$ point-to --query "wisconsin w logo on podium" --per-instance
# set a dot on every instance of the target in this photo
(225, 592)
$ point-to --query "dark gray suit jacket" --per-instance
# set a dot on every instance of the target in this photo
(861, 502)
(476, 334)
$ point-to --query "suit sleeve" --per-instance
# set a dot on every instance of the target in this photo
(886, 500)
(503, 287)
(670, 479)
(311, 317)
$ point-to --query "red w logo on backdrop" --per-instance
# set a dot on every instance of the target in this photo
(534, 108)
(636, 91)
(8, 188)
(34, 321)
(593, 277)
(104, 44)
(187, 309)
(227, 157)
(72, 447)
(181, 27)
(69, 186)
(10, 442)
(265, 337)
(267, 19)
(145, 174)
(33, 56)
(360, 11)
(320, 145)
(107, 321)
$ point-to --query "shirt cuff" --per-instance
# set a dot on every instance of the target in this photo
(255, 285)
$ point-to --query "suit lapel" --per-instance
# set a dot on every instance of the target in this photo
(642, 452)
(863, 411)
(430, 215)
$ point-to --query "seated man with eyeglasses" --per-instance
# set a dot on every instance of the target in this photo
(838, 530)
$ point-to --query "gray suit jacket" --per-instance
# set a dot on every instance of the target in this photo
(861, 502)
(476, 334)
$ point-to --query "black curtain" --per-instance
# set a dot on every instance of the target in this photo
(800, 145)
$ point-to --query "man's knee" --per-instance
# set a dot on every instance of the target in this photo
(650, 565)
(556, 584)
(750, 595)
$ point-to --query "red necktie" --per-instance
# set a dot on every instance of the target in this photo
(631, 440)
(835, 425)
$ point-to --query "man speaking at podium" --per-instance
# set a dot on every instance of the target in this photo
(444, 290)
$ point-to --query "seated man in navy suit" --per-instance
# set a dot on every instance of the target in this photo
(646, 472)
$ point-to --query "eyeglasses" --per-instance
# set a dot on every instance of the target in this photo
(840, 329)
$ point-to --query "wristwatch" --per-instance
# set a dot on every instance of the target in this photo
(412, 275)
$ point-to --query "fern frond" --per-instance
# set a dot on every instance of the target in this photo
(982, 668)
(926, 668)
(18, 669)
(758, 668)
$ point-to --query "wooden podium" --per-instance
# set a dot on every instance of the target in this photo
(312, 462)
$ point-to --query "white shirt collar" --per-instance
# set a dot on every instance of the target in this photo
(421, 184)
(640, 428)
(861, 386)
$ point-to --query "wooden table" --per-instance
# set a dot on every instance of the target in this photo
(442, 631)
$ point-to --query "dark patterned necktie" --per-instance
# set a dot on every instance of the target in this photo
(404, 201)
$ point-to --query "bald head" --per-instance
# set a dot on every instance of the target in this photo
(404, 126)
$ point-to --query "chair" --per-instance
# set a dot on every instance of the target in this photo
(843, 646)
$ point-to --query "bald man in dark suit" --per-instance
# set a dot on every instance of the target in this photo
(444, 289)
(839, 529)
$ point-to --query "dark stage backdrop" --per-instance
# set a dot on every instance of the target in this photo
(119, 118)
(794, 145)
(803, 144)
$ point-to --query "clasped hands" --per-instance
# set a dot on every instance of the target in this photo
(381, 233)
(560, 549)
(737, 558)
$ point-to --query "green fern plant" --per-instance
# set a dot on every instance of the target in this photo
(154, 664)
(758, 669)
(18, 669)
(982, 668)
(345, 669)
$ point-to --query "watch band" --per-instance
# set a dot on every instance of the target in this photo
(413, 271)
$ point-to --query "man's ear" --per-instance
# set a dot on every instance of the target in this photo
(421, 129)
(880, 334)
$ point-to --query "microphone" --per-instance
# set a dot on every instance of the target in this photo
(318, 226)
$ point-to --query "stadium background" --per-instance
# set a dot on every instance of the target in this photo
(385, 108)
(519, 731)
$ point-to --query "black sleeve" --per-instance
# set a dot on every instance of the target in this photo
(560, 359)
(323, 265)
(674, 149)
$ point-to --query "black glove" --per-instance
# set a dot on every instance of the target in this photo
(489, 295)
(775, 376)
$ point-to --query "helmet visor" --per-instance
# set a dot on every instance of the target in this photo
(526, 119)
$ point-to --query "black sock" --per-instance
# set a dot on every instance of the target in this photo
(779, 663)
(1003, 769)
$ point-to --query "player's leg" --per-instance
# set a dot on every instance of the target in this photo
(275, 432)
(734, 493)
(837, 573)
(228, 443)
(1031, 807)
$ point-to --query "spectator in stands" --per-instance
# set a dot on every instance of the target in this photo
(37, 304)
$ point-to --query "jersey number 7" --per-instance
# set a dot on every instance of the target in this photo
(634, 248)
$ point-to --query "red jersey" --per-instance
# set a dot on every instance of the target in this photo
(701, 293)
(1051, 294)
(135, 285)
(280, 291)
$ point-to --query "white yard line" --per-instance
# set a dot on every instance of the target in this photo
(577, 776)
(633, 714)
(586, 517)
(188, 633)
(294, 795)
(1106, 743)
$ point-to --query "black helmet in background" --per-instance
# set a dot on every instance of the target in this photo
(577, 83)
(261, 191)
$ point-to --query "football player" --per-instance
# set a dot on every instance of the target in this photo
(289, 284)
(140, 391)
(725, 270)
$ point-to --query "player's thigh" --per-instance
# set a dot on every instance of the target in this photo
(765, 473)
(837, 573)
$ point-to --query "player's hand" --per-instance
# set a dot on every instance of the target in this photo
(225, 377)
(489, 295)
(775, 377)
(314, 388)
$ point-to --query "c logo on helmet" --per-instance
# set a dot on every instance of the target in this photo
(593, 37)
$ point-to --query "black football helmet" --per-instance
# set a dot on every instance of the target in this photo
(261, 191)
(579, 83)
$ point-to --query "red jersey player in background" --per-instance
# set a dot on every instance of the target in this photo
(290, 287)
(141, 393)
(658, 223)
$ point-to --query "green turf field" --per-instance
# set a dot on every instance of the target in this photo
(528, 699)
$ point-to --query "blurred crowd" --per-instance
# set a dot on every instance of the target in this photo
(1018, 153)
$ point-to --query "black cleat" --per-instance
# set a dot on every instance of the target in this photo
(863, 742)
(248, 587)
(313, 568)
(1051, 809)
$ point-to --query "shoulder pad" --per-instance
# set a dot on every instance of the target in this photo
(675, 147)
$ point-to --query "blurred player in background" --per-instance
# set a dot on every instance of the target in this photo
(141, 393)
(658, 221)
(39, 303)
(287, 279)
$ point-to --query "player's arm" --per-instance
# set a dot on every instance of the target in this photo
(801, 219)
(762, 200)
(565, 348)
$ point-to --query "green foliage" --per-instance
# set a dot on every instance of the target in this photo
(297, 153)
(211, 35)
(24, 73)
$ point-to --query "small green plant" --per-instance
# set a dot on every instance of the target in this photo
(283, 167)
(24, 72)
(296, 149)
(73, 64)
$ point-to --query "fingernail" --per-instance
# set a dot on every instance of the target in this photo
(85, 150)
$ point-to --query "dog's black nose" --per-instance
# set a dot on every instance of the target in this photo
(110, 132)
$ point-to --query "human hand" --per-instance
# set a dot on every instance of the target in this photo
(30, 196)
= = = = = = =
__Exercise prompt__
Please count the lines of the data above that contain the word "seated", and give only the number.

__Response to this exercise__
2